:: Materials provided ::

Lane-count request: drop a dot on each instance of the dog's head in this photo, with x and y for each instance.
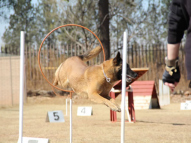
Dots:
(117, 63)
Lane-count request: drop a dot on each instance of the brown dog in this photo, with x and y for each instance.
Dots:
(94, 81)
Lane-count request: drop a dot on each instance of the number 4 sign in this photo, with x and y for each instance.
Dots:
(55, 116)
(84, 111)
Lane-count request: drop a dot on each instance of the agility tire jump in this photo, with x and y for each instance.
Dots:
(67, 25)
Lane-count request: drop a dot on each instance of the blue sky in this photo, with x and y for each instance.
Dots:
(5, 24)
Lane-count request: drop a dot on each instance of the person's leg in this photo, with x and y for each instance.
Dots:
(188, 64)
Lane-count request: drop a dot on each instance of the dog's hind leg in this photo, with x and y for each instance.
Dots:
(110, 103)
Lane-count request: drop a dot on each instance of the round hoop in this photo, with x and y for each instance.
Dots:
(45, 39)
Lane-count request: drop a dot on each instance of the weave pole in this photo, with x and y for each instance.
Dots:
(124, 68)
(22, 47)
(70, 117)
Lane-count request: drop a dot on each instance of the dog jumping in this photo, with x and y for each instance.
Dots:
(93, 81)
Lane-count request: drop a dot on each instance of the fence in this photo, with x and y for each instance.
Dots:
(151, 56)
(9, 80)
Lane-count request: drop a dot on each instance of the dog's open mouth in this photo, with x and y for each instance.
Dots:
(129, 78)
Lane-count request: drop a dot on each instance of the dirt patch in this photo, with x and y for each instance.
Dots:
(166, 125)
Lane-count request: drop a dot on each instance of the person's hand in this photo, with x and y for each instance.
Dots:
(171, 75)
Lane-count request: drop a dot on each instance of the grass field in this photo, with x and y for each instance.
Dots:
(166, 125)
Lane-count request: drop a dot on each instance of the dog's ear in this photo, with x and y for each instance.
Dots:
(117, 59)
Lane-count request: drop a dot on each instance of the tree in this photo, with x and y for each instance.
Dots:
(46, 19)
(21, 20)
(104, 26)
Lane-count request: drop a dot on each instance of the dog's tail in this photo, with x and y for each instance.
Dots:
(91, 54)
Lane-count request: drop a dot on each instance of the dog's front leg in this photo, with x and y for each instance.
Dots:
(95, 97)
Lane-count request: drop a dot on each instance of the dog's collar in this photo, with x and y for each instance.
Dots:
(107, 79)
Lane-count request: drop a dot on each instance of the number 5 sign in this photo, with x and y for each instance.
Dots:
(55, 116)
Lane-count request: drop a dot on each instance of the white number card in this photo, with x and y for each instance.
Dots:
(55, 116)
(35, 140)
(185, 106)
(84, 111)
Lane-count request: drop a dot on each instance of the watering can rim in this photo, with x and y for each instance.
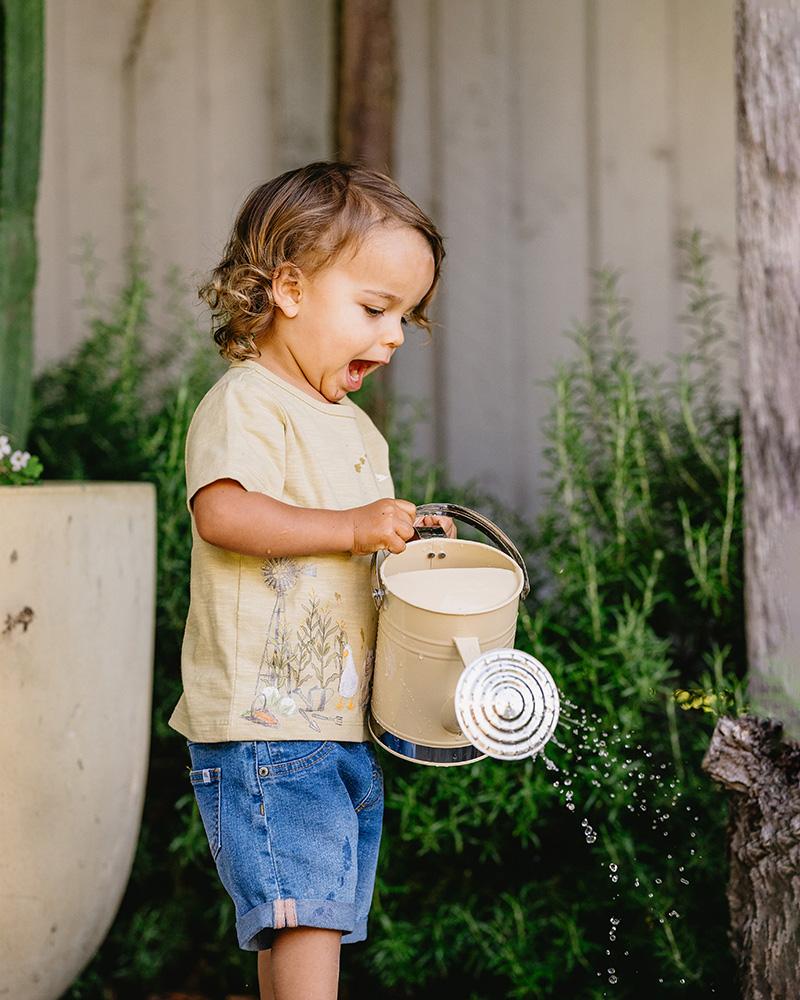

:::

## Job:
Count the rows above that contain the string "sign", matching case exactly, and reply with only that number.

## Finished answer:
2